Count how many lines in the dataset entries below contain the word "pole", with case counting. Give only the number.

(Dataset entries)
☆ ☆ ☆
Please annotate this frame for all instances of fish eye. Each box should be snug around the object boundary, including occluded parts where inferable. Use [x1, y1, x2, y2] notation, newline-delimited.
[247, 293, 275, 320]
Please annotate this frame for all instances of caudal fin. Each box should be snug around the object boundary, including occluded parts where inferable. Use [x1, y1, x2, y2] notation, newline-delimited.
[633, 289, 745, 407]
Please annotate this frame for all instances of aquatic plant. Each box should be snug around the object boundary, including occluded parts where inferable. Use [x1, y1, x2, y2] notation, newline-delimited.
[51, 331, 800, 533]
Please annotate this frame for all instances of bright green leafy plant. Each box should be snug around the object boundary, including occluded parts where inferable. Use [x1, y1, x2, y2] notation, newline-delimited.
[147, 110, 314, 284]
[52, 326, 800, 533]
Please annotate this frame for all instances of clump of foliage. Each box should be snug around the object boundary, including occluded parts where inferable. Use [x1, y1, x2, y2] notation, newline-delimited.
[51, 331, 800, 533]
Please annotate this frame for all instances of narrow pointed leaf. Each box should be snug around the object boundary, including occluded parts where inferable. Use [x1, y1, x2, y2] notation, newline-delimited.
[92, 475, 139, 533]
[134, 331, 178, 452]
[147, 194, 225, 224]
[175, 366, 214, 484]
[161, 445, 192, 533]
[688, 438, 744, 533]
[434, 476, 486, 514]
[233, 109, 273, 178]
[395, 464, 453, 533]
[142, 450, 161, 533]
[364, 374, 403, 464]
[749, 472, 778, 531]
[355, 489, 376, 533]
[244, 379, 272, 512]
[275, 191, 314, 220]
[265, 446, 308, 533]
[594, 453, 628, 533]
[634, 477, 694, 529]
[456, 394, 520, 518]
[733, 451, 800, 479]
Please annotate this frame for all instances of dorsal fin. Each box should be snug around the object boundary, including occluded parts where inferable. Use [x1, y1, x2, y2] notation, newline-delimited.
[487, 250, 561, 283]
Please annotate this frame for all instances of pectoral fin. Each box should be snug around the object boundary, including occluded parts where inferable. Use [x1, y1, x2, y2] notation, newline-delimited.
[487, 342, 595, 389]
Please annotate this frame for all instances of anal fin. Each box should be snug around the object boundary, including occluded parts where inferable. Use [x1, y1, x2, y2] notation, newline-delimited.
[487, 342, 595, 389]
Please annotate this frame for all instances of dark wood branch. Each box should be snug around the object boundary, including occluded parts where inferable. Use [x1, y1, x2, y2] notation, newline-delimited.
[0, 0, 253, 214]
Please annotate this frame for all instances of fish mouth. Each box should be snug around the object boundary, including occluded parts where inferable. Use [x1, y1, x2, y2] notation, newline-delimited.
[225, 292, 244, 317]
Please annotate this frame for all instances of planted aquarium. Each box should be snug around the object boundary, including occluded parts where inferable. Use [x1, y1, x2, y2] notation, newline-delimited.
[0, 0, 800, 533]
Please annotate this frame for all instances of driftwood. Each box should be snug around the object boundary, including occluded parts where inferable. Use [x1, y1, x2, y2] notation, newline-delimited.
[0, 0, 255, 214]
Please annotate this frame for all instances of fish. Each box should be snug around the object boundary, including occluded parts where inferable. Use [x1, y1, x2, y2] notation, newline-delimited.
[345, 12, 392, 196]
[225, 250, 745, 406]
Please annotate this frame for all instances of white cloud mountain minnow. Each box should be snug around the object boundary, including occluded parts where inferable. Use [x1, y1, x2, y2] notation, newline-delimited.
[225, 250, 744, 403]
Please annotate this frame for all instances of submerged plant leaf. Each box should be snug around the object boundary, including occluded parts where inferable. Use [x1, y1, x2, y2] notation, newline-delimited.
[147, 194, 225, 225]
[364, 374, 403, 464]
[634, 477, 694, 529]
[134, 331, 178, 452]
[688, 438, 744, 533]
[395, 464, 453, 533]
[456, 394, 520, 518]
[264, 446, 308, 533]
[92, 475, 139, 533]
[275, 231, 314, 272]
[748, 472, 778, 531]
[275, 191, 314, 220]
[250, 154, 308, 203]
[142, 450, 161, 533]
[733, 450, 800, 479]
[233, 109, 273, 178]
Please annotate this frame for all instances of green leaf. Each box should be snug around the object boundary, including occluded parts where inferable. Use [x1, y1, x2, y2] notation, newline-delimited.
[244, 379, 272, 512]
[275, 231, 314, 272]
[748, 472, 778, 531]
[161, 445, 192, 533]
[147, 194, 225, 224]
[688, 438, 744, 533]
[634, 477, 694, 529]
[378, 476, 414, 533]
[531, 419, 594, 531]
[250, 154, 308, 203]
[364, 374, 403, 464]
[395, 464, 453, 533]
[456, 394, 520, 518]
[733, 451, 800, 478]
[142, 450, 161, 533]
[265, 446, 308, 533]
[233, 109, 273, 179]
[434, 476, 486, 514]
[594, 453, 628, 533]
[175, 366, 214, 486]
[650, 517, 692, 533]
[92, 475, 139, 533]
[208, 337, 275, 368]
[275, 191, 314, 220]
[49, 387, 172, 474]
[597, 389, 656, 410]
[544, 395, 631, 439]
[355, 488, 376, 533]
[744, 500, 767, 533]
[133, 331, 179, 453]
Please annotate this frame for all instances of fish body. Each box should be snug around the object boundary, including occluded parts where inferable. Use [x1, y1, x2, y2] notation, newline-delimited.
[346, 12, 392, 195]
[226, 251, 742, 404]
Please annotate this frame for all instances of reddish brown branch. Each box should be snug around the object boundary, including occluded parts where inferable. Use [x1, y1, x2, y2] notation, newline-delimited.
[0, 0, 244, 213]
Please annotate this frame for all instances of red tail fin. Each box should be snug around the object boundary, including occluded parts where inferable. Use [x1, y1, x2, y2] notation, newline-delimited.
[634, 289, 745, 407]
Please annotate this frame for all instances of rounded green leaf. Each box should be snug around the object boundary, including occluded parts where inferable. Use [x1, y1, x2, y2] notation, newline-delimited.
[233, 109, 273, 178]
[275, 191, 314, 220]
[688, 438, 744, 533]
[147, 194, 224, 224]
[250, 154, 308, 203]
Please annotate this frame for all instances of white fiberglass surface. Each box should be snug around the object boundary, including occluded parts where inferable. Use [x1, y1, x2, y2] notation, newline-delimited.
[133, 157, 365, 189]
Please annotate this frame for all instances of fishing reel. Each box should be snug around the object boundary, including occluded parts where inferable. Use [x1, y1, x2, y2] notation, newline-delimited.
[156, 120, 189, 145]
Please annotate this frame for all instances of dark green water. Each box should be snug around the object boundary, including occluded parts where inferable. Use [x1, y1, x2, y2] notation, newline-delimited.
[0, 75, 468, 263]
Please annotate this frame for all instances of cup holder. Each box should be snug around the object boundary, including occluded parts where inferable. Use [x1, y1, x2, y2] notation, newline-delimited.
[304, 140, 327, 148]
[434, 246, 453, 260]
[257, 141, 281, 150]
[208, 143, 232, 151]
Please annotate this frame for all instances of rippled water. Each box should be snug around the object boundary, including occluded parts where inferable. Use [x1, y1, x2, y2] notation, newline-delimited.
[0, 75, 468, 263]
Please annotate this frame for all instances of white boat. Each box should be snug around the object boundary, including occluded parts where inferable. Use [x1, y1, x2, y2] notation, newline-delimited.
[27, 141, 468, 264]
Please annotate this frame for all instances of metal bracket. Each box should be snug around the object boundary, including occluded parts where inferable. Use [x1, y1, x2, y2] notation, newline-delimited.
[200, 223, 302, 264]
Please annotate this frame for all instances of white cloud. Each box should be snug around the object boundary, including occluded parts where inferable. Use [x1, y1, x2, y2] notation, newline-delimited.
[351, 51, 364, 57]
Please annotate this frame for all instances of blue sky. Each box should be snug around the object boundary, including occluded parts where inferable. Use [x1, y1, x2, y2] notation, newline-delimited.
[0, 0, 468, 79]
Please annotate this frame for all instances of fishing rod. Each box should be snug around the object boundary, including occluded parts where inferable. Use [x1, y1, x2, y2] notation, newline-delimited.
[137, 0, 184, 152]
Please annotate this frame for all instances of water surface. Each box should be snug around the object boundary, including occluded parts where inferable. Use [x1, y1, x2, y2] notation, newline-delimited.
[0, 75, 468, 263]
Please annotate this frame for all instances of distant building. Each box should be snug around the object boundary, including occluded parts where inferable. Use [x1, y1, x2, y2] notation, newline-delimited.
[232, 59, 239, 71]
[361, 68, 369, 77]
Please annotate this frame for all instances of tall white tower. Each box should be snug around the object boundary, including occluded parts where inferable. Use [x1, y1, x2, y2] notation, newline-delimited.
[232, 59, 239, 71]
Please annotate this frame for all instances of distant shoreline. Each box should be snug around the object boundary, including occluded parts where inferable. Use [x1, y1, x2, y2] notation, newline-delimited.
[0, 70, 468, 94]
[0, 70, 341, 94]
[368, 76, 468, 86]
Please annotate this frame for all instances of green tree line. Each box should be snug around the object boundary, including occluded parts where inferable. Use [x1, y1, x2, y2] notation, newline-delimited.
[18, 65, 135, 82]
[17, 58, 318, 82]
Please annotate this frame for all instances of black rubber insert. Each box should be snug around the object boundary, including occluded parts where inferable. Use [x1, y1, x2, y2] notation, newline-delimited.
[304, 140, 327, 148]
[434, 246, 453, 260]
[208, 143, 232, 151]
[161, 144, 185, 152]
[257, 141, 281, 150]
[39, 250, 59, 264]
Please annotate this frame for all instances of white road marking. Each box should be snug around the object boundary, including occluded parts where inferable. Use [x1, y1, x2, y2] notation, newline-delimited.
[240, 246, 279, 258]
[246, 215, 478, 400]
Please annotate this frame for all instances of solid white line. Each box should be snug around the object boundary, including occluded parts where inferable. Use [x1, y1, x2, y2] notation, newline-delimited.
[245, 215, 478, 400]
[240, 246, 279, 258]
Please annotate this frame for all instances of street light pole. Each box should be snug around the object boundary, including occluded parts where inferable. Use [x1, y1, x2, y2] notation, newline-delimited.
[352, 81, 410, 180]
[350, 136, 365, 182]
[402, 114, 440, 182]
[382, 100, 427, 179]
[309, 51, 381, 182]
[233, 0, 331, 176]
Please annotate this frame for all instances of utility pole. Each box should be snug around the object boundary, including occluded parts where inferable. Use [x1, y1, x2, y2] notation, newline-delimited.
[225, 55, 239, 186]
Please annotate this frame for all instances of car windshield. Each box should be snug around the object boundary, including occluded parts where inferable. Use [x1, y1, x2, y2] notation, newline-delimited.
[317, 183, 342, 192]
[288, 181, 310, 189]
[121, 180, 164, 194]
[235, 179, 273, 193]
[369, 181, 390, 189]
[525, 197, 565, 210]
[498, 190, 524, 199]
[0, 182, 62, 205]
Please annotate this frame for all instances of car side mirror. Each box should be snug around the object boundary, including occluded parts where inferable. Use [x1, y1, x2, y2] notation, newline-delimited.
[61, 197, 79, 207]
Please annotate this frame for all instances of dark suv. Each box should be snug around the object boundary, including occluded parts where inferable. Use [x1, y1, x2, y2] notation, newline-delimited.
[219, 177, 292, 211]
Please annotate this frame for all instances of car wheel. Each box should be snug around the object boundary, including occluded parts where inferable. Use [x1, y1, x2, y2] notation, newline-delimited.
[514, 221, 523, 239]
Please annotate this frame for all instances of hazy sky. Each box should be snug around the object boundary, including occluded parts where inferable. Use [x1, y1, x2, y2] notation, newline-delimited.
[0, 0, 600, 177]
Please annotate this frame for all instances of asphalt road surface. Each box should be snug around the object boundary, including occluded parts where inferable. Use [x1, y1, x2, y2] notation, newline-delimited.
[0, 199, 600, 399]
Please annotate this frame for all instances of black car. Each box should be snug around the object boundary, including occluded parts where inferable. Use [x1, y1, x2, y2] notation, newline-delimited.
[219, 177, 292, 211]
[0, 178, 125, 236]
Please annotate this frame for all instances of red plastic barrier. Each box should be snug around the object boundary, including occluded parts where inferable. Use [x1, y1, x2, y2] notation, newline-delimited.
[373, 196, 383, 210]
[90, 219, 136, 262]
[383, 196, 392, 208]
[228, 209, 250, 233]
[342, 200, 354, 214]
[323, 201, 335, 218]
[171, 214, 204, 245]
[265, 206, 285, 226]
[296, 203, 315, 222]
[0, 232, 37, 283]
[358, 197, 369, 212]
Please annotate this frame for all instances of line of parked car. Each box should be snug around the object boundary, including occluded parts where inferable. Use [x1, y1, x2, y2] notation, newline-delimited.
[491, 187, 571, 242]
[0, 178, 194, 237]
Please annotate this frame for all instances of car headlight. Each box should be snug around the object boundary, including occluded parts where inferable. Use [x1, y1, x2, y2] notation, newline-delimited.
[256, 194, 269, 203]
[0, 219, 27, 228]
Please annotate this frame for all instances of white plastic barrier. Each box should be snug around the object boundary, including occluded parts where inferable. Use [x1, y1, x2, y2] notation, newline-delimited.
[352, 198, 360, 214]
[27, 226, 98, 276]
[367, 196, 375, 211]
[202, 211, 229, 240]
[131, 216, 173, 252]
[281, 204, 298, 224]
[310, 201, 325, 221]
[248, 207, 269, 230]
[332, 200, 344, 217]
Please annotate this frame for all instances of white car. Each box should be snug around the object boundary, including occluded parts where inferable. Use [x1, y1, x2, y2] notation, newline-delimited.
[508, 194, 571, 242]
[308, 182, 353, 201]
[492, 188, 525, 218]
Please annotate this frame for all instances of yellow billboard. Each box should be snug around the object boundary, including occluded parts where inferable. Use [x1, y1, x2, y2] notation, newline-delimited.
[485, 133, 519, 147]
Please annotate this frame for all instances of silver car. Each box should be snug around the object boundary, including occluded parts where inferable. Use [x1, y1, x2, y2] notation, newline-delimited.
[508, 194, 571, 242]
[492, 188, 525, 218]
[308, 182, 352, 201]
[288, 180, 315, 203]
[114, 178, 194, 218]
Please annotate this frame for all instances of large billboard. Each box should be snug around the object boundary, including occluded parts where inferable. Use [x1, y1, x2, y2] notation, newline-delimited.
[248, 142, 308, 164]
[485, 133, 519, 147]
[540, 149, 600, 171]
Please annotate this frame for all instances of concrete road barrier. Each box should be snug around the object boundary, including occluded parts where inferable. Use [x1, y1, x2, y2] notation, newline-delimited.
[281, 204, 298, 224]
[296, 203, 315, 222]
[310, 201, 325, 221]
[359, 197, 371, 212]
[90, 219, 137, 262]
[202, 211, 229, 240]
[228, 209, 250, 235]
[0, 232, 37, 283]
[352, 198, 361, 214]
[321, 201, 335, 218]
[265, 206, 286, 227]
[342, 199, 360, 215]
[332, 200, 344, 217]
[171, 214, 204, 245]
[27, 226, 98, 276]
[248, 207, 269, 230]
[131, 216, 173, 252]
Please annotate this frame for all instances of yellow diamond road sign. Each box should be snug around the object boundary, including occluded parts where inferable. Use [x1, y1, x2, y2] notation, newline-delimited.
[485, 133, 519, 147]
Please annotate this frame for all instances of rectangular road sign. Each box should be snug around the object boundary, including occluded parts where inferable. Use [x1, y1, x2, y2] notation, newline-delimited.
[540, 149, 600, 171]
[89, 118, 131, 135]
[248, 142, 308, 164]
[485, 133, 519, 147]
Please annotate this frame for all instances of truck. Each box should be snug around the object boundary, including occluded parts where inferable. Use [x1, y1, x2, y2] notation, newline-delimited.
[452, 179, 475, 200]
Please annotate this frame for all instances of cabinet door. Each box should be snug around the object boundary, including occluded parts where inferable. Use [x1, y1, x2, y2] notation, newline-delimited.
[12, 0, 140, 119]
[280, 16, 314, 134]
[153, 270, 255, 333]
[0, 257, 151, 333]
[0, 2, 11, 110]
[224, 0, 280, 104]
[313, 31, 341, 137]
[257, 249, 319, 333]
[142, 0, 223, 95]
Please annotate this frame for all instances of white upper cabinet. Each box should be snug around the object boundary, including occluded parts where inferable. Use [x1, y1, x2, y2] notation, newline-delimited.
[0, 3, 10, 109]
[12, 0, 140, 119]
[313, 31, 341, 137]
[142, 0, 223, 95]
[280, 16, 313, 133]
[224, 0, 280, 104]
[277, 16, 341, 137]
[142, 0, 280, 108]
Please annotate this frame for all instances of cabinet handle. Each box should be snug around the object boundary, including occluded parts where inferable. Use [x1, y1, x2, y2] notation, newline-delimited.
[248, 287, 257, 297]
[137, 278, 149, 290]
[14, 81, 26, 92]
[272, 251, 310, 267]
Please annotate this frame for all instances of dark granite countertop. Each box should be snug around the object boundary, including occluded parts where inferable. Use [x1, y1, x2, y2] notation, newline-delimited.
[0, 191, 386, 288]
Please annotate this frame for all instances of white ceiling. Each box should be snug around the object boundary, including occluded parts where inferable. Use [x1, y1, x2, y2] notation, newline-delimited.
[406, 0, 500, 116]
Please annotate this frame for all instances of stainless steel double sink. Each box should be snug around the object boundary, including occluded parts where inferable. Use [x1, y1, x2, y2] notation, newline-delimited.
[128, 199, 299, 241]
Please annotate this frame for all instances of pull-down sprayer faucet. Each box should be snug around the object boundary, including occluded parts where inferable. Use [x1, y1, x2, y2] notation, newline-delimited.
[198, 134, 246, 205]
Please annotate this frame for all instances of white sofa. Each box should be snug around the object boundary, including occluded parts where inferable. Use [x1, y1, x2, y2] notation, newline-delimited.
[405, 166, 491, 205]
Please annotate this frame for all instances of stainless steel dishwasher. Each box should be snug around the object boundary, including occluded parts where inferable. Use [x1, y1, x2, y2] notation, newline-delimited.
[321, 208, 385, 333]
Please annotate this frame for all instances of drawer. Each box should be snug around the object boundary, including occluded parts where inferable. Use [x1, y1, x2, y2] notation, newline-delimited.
☆ ☆ ☆
**TASK RESPONSE**
2